WORK TO COMPLETE>
The data below is to be repeated in full, exactly as given.

[Dataset records]
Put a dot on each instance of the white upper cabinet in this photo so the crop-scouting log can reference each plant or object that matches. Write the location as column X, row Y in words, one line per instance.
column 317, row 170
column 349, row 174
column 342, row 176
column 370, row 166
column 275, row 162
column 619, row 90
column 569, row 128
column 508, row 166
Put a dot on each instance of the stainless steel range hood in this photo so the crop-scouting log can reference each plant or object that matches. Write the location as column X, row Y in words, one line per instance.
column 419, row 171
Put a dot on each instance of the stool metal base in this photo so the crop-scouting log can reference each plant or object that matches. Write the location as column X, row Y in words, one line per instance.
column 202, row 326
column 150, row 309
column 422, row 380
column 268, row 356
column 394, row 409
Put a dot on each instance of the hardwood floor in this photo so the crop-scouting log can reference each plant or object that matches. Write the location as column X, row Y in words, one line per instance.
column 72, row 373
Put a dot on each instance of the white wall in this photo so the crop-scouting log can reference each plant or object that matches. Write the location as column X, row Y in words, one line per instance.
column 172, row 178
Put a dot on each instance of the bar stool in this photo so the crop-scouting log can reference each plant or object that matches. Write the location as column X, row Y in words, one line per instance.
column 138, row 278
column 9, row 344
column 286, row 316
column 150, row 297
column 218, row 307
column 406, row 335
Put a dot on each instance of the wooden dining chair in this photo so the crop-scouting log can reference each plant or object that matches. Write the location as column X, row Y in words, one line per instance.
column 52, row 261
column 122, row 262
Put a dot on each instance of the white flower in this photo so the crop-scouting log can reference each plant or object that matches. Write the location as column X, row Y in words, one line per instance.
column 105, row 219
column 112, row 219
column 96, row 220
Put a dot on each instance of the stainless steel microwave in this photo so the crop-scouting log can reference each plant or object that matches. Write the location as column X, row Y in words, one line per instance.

EXERCISE RESPONSE>
Put a dot on each instance of the white upper cabinet in this photo so the crop-scouting log can reference each plant or object that matches. Write the location as column X, row Y in words, one line per instance.
column 317, row 170
column 349, row 174
column 342, row 176
column 370, row 166
column 275, row 162
column 619, row 90
column 569, row 128
column 508, row 166
Put a dot on each instance of the stainless steel range hood in this photo so the crop-scouting log can reference each plant or object that matches. Write the location as column X, row Y in words, one line per instance.
column 419, row 171
Put a dot on each instance of the stool metal base in this photo so the crop-scouting log can reference each plant or object that matches. Write the location as column X, row Y in words, one line per instance.
column 202, row 326
column 150, row 309
column 422, row 380
column 268, row 356
column 394, row 409
Put a dot on each instance of the hardwood floor in this photo so the crop-scouting log can reference each plant or object that matches. Write the location as column X, row Y in words, one line per instance.
column 72, row 373
Put a dot on each instance of the white wall in this photo so the crop-scouting log can reference each plant or object that matches. Write the location as column X, row Y in words, one line per instance.
column 172, row 178
Put a dot on each instance of the bar stool in this photo so the crop-scouting log can reference each plant or object that matches. Write the location as column X, row Y in words, one line per instance.
column 138, row 278
column 9, row 344
column 286, row 316
column 150, row 297
column 218, row 307
column 406, row 335
Put a dot on each instance of the wooden dining chair in this photo so the crop-scouting log can reference each plant or object that matches. Write the location as column X, row Y in words, one line per instance.
column 52, row 261
column 122, row 262
Put a dot on each instance of the white flower in this photo so the crop-scouting log can reference each plant or object that matches. Write the location as column X, row Y in words, one line per instance.
column 105, row 219
column 112, row 219
column 96, row 220
Put a dot on each instance of the stainless steel microwave in this photo so the crop-scouting log can reference each plant or object that matches. Write the location as column X, row Y in words, one line per instance.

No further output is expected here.